THE TASK >> Quote all of the entries word for word.

EXTRACTED INFORMATION >>
○ ○ ○ ○ ○ ○ ○

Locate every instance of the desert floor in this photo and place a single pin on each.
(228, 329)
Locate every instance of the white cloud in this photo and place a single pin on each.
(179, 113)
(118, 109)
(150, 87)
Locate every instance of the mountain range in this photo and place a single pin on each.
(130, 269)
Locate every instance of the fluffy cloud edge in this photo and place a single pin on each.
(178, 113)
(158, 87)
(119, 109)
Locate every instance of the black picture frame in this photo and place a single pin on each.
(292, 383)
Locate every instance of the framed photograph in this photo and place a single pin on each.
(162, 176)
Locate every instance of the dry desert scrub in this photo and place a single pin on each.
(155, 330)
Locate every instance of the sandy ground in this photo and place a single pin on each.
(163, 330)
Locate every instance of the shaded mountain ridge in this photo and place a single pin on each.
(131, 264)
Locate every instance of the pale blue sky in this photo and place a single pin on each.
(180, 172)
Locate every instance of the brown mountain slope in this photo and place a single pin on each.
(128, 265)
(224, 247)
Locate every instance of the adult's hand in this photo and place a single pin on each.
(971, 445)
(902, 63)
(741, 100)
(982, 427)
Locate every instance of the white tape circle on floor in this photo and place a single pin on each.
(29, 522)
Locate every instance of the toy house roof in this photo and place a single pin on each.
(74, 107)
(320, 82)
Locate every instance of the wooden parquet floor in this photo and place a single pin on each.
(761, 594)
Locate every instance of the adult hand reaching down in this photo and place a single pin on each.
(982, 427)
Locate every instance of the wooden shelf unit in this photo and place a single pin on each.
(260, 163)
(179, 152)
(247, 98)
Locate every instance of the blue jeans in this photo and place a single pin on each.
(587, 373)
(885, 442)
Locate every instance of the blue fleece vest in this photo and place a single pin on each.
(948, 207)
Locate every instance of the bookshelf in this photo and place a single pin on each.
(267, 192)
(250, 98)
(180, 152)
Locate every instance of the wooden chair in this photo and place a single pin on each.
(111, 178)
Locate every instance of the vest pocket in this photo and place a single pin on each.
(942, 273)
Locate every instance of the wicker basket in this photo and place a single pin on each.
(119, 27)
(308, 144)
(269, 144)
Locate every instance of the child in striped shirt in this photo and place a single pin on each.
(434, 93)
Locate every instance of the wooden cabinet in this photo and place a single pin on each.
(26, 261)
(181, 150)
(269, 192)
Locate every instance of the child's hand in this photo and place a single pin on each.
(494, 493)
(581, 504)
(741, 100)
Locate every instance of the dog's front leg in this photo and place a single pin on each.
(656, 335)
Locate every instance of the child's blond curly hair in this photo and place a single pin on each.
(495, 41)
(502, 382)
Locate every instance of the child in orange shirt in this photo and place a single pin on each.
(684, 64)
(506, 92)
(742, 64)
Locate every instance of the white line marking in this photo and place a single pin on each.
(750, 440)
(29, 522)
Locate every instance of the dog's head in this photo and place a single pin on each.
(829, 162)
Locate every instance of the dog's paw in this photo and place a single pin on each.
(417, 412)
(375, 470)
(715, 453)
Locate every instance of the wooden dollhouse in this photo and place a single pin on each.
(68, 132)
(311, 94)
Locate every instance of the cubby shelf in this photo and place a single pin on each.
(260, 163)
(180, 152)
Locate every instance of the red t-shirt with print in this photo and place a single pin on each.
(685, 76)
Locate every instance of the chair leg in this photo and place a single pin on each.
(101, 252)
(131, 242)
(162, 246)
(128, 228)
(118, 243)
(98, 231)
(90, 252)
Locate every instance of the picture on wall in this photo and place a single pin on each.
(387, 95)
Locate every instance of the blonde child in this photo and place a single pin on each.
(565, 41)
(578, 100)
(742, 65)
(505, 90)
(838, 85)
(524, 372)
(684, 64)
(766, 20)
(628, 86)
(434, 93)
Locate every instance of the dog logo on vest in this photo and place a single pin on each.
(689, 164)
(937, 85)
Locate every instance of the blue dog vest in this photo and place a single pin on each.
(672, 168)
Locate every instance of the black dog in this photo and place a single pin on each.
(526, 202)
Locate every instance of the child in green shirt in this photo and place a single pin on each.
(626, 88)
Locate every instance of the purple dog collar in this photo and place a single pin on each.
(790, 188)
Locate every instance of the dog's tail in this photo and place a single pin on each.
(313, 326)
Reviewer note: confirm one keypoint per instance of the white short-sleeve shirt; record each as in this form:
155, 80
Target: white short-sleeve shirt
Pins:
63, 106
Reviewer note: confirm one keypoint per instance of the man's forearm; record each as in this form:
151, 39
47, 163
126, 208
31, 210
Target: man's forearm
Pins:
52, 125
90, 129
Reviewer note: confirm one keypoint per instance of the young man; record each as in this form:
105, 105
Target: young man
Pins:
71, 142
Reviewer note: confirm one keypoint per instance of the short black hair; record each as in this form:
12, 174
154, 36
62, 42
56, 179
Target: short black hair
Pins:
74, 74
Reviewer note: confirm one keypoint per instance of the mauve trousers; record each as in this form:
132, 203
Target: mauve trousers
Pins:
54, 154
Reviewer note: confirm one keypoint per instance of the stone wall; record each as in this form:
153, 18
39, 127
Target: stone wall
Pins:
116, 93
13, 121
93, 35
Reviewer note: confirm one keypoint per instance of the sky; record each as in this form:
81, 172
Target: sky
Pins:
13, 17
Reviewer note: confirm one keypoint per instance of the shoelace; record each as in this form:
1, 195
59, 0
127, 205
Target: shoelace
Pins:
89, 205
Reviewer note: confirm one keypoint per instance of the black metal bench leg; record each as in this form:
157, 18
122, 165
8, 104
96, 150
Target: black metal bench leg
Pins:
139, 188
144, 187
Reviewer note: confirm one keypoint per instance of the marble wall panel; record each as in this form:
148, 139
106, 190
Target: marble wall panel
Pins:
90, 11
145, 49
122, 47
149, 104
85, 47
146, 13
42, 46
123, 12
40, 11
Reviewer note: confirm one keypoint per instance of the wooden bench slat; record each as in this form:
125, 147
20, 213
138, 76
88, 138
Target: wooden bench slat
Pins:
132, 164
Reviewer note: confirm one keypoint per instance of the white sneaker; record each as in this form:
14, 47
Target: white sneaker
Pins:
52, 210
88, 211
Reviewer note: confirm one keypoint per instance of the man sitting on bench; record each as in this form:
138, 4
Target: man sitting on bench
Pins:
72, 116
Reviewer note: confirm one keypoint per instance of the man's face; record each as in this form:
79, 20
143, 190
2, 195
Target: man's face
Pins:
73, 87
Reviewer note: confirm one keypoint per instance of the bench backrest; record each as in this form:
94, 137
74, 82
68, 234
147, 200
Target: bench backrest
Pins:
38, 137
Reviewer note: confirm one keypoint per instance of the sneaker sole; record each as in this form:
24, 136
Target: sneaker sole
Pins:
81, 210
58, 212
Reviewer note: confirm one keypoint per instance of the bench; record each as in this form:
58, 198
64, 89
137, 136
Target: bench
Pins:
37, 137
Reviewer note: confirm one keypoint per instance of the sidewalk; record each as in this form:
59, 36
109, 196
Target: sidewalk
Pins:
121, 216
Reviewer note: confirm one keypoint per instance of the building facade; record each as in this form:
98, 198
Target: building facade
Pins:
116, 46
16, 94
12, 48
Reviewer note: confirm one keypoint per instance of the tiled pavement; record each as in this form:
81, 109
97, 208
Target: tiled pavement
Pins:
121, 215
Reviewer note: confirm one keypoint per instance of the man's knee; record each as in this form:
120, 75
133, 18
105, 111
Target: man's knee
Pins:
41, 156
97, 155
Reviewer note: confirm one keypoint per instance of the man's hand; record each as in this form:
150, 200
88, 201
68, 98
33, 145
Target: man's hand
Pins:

○ ○ ○ ○ ○ ○ ○

THE COMPLETED TASK >>
Locate every instance of the desert floor in this photo and place a single pin on each.
(228, 329)
Locate every instance of the white cloud in this photo and place a single pin on each.
(179, 113)
(118, 109)
(150, 87)
Locate every instance of the mountain range in this photo and place a single pin on each.
(130, 269)
Locate every instance of the fluffy cloud edge in this photo and place a single pin on each.
(178, 113)
(158, 87)
(119, 109)
Locate every instance of the black picture frame in this photo and place a single pin on each.
(292, 383)
Locate every instance of the framed photograph in this photo and place a single pin on each.
(162, 176)
Locate every instance of the dry desert scrub in this photo and place a single pin on each.
(155, 330)
Locate every instance of the sandy ground in this photo and place a single pin on each.
(163, 330)
Locate every instance of the shaded mountain ridge in this photo and place a single pin on each.
(131, 264)
Locate every instance of the pale blue sky in this photo and place a single pin on each.
(180, 172)
Locate every instance of the brown mountain slope in this photo and place a single pin on each.
(128, 265)
(224, 247)
Locate every instance of the adult's hand in this photo and place a single pin on each.
(971, 445)
(902, 63)
(741, 100)
(982, 427)
Locate every instance of the white tape circle on floor in this photo and place a single pin on each.
(29, 522)
Locate every instance of the toy house roof in this photo and place a single pin on each.
(74, 107)
(320, 82)
Locate every instance of the wooden parquet floor in this photo and place a single pin on each.
(761, 594)
Locate every instance of the adult hand reaching down in this photo and place a single pin on each.
(982, 427)
Locate every instance of the wooden shelf unit in this photo and place a single pin on each.
(260, 163)
(179, 152)
(247, 98)
Locate every instance of the blue jeans in this photo and place a single pin on each.
(587, 373)
(885, 442)
Locate every instance of the blue fleece vest in this photo and place a single pin on each.
(948, 207)
Locate every instance of the bookshelf in this photo and place a single pin on each.
(267, 192)
(250, 98)
(180, 152)
Locate every instance of the wooden chair in this photo and place a single pin on each.
(111, 178)
Locate every instance of the vest pocket in this photo and place a single pin on each.
(942, 273)
Locate every instance of the wicker basket in this photo and place a single pin on each.
(119, 27)
(308, 144)
(269, 144)
Locate every instance of the child in striped shirt in this photo and place a single pin on each.
(434, 93)
Locate every instance of the wooden cabinet in this photo and place a single pin on each.
(26, 261)
(181, 150)
(269, 192)
Locate every instance of the child's hand in this photo and place a single pin on each.
(494, 493)
(581, 504)
(741, 100)
Locate every instance of the dog's front leg in this photo and place a single pin on each.
(656, 335)
Locate every instance of the child's blond curly hair in this photo and place a single pin on each.
(495, 41)
(502, 382)
Locate every instance of the child in orange shirt in this photo and place a single pin on each.
(684, 64)
(506, 92)
(742, 64)
Locate every instance of the white line marking in this photo and place a single pin on each.
(750, 440)
(29, 522)
Locate every instance of the dog's head in this photo and place a single pin on each.
(829, 162)
Locate every instance of the dog's paw in this photo and place a single pin on each.
(417, 412)
(375, 470)
(715, 453)
Locate every instance of the wooden dollhouse in this photo and place a single pin on each.
(68, 132)
(311, 94)
Locate every instance of the cubby shelf in this photo and place a single pin on each.
(260, 163)
(180, 152)
Locate every instance of the red t-shirt with print in this photo and place a single pin on each.
(685, 76)
Locate every instance of the chair leg in this photo and place a single pin on each.
(101, 252)
(131, 242)
(162, 246)
(128, 228)
(118, 243)
(98, 231)
(90, 252)
Locate every instance of the picture on wall in this photo and place a single pin on each.
(387, 95)
Locate every instance of the blonde child in this photo and place a single pin on each.
(565, 41)
(578, 100)
(742, 65)
(505, 90)
(838, 85)
(524, 372)
(684, 64)
(766, 20)
(628, 86)
(434, 93)
Locate every instance of the dog logo on vest in this photo and place a single pin on each.
(689, 164)
(937, 85)
Locate every instance of the blue dog vest in this photo and place a single pin on each.
(672, 168)
Locate every instance of the black dog in this photo and place a single pin on each.
(526, 202)
Locate every instance of the child in green shirt in this photo and place a single pin on each.
(626, 88)
Locate every instance of the purple dog collar in this photo and place a single pin on each.
(790, 188)
Locate every instance of the dog's tail in this photo and place a single pin on each.
(313, 326)
Reviewer note: confirm one keypoint per instance of the white short-sleeve shirt; record each as in this form:
155, 80
Target: white short-sleeve shirt
Pins:
63, 106
Reviewer note: confirm one keypoint per instance of the man's forearm; record each as in this form:
151, 39
47, 163
126, 208
31, 210
Target: man's forearm
Pins:
52, 125
90, 129
Reviewer note: confirm one keypoint per instance of the young man; record each as in this form:
105, 105
Target: young man
Pins:
71, 142
Reviewer note: confirm one keypoint per instance of the short black hair; record each as in this form:
12, 174
154, 36
62, 42
56, 179
Target: short black hair
Pins:
74, 74
Reviewer note: confirm one keypoint per instance of the mauve trousers; record each as in this form:
132, 203
Target: mauve trousers
Pins:
54, 154
Reviewer note: confirm one keypoint per instance of the stone wall; record each as in this form:
153, 18
39, 127
Target: stone wall
Pins:
116, 93
13, 121
93, 35
Reviewer note: confirm one keypoint per instance of the sky; record each as in this form:
81, 172
Target: sky
Pins:
13, 17
Reviewer note: confirm one keypoint per instance of the shoelace; record each as in this form:
1, 195
59, 0
127, 205
Target: shoelace
Pins:
89, 205
Reviewer note: confirm one keypoint per instance of the black metal bench leg; record each as in this form:
157, 18
122, 165
8, 104
96, 150
Target: black metal bench leg
Pins:
139, 188
144, 187
Reviewer note: confirm one keypoint per instance of the marble wall panel; record each as in this form:
148, 139
106, 190
Target: marble wall panel
Pins:
90, 11
145, 49
122, 47
149, 104
85, 47
146, 13
42, 46
123, 12
40, 11
Reviewer note: confirm one keypoint per instance of the wooden bench slat; record each as in this form:
125, 147
20, 213
138, 76
88, 138
Target: wooden bench slat
Pins:
132, 164
Reviewer note: confirm one keypoint per instance of the white sneaker; record each as in this form:
14, 47
Target: white sneaker
Pins:
52, 210
88, 211
Reviewer note: confirm one keypoint per instance of the man sitting on bench; record each as in this form:
138, 4
Target: man sitting on bench
Pins:
72, 116
Reviewer note: confirm one keypoint per instance of the man's face; record each as in this form:
79, 20
143, 190
2, 195
Target: man's face
Pins:
73, 87
Reviewer note: confirm one keypoint per instance of the bench backrest; record each as in this form:
94, 137
74, 82
68, 234
147, 200
Target: bench backrest
Pins:
38, 137
Reviewer note: confirm one keypoint per instance of the sneaker sole; record each as in this form:
24, 136
Target: sneaker sole
Pins:
81, 210
58, 212
Reviewer note: confirm one keypoint per instance of the bench; record each as in this form:
58, 198
64, 89
137, 136
Target: bench
Pins:
37, 137
Reviewer note: confirm one keypoint per instance of the sidewalk; record each as in this form:
59, 36
109, 196
Target: sidewalk
Pins:
121, 216
Reviewer note: confirm one keypoint per instance of the building facade; record each as in this form:
98, 198
Target: building facade
Pins:
116, 46
16, 94
12, 48
Reviewer note: confirm one keypoint per instance of the tiled pavement; record each as in this form:
81, 109
97, 208
Target: tiled pavement
Pins:
121, 215
Reviewer note: confirm one keypoint per instance of the man's knee; record each as in this form:
120, 75
133, 18
105, 111
Target: man's knee
Pins:
41, 156
97, 155
Reviewer note: confirm one keypoint per instance of the man's hand; record each as in this form:
150, 200
88, 201
68, 98
33, 145
Target: man's hand
Pins:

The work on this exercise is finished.